== What you need to do ==
In the listing below, please print the line that contains "Formation-chart tagging: label the man in dark" and every line that follows it, exactly.

Coordinate annotation records:
(begin)

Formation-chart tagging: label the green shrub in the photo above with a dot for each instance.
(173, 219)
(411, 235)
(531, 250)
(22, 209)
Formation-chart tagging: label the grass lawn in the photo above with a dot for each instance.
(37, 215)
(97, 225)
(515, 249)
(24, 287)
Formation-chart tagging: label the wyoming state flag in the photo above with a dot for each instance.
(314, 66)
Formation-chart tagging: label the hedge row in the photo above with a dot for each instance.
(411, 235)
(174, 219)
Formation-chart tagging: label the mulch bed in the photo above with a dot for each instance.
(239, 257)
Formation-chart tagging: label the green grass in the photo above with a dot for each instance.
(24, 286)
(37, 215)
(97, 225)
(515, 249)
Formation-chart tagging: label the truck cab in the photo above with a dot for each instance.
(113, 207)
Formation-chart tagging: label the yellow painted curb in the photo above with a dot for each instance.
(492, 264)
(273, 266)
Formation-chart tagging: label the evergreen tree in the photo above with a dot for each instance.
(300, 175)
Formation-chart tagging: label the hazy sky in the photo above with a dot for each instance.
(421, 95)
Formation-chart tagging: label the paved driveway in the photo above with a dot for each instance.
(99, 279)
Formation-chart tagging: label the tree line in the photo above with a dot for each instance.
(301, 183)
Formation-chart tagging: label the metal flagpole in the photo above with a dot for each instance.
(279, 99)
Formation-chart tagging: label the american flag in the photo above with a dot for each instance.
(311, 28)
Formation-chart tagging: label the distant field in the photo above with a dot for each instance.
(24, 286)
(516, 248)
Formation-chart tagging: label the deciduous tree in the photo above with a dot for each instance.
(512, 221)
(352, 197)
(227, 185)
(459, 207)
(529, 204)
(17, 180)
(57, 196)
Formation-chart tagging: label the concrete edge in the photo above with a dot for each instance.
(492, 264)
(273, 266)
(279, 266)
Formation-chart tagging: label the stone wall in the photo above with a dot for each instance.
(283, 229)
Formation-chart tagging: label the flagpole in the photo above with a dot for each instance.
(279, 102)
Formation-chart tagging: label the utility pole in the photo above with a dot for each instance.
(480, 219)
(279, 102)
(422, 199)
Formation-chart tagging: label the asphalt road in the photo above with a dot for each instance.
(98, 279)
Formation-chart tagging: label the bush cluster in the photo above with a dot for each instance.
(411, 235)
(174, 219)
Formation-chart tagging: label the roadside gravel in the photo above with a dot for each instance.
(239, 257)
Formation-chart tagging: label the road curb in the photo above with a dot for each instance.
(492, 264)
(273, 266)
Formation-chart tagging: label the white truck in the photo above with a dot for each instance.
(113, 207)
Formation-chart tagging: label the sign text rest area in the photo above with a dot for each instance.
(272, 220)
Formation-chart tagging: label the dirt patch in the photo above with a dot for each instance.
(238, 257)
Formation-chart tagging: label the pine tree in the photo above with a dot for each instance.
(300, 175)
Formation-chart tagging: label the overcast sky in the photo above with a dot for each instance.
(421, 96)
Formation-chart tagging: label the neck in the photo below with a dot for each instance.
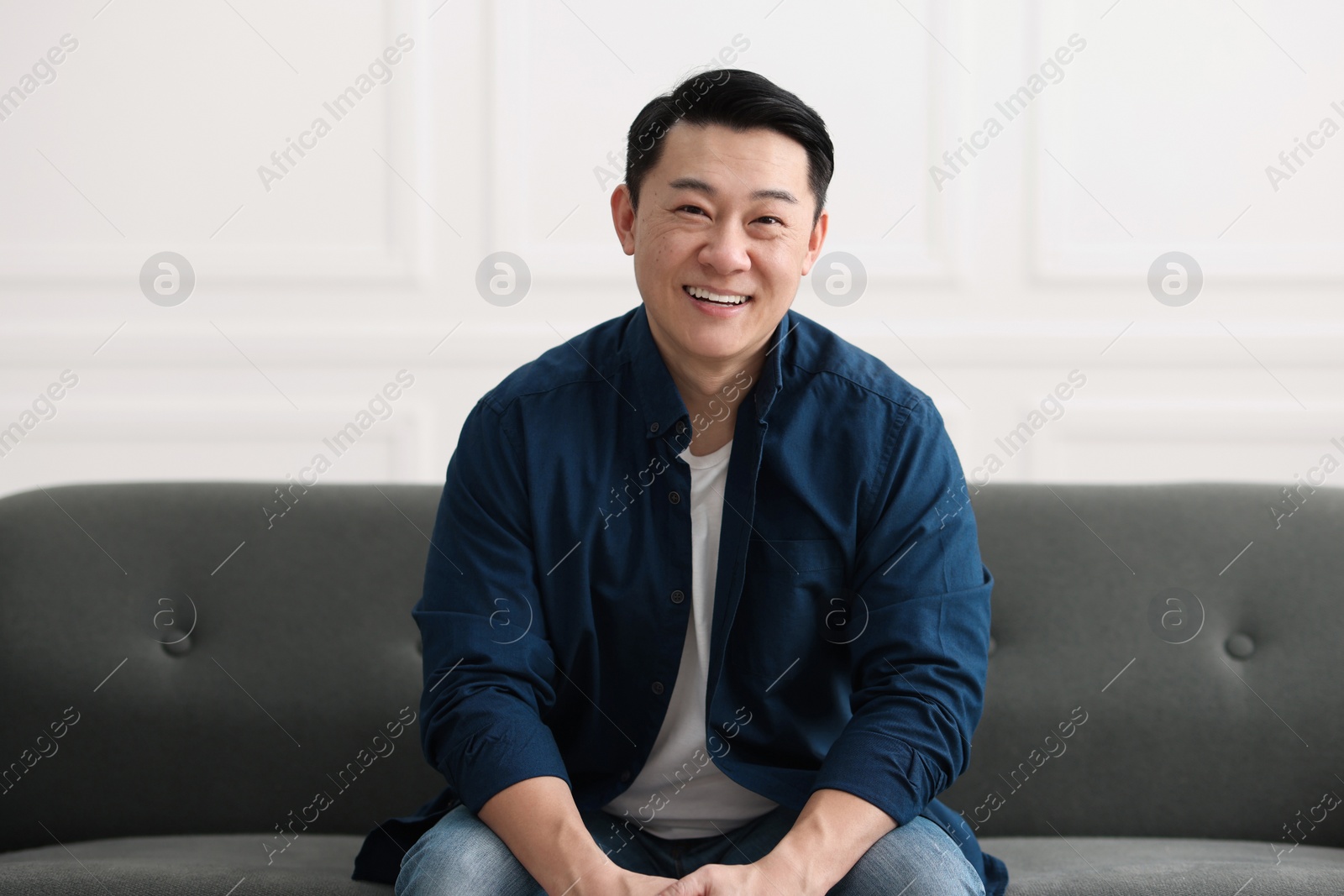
(711, 390)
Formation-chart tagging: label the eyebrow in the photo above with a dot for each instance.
(699, 186)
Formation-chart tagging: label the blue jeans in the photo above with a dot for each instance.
(461, 856)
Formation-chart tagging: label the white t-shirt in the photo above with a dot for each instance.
(680, 766)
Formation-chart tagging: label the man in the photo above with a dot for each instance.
(705, 610)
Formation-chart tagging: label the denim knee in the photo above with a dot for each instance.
(917, 859)
(461, 856)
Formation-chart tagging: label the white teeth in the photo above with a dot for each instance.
(714, 297)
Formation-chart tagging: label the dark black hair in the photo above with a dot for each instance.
(738, 100)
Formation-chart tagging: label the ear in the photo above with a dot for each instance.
(815, 241)
(622, 217)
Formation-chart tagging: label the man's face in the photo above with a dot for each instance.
(723, 214)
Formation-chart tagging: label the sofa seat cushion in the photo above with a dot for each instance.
(1162, 867)
(192, 864)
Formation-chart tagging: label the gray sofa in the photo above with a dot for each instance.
(185, 673)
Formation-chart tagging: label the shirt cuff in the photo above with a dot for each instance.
(511, 750)
(880, 770)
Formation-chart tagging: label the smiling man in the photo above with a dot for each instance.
(705, 610)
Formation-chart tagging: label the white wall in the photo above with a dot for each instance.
(984, 289)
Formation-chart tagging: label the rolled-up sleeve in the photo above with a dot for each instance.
(490, 674)
(920, 667)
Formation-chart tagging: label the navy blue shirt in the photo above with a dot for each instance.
(851, 609)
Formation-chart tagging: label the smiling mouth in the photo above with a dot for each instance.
(702, 295)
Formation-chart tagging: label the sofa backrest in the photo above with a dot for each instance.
(1200, 631)
(1167, 661)
(299, 673)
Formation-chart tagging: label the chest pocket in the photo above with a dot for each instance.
(790, 595)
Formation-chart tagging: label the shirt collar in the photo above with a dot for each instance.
(660, 405)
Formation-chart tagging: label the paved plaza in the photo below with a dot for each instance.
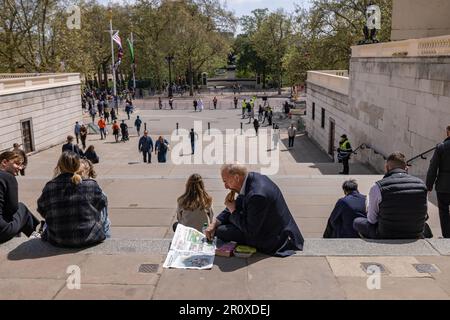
(142, 202)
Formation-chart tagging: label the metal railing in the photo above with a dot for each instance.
(421, 156)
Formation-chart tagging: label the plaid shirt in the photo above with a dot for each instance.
(72, 212)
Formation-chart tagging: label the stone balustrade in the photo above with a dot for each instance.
(336, 80)
(425, 47)
(15, 83)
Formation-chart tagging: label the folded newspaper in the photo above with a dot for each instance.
(190, 250)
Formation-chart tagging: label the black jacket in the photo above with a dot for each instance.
(72, 148)
(439, 170)
(403, 208)
(347, 209)
(264, 217)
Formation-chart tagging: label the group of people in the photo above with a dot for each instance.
(145, 146)
(255, 213)
(71, 219)
(396, 207)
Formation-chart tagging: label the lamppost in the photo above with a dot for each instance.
(169, 60)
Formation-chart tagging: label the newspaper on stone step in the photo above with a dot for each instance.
(190, 250)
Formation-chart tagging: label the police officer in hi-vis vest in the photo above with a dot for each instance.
(344, 153)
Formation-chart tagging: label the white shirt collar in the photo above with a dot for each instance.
(242, 192)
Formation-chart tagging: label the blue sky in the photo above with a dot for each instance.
(245, 7)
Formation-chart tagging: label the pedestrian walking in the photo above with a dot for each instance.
(145, 146)
(76, 131)
(292, 131)
(344, 153)
(193, 136)
(116, 128)
(83, 135)
(102, 125)
(256, 125)
(137, 124)
(22, 153)
(439, 175)
(161, 148)
(195, 104)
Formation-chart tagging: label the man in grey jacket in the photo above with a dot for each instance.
(439, 175)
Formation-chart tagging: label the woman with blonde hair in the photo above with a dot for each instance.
(71, 206)
(195, 205)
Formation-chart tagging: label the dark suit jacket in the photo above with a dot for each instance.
(439, 170)
(347, 209)
(264, 217)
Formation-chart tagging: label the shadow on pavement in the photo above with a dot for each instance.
(36, 248)
(230, 264)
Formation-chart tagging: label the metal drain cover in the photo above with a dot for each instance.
(426, 268)
(365, 266)
(148, 268)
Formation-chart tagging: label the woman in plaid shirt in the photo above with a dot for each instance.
(72, 206)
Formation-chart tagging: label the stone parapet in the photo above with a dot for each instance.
(425, 47)
(17, 83)
(336, 80)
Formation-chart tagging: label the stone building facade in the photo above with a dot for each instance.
(38, 111)
(398, 99)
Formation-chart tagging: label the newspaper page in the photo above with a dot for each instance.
(190, 250)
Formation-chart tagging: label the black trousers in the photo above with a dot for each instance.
(346, 167)
(229, 232)
(444, 212)
(291, 141)
(149, 153)
(23, 221)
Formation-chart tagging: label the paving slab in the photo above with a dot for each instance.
(442, 277)
(30, 289)
(119, 269)
(291, 278)
(47, 267)
(393, 266)
(107, 292)
(441, 245)
(392, 288)
(360, 247)
(138, 232)
(227, 280)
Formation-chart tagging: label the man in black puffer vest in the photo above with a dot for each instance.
(439, 175)
(397, 205)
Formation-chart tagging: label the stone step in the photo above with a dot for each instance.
(23, 248)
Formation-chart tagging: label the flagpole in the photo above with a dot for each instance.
(134, 65)
(112, 53)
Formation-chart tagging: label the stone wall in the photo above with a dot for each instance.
(336, 107)
(399, 104)
(52, 111)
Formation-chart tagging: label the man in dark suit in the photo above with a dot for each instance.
(439, 175)
(259, 217)
(71, 147)
(347, 209)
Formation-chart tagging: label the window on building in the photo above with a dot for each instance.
(323, 118)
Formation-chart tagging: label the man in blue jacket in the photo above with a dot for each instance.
(146, 147)
(259, 216)
(347, 209)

(end)

== Completed exercise ==
Formation-chart tagging: label the man in dark suit in the photo above with a dot for each instance.
(439, 175)
(259, 217)
(71, 147)
(347, 209)
Formation-chart tagging: label the window on building in the photo above with a dot for each instance.
(323, 118)
Formation-chart tagging: label the man in blue jacket in the photo above with a dot for each instance.
(146, 147)
(259, 216)
(347, 209)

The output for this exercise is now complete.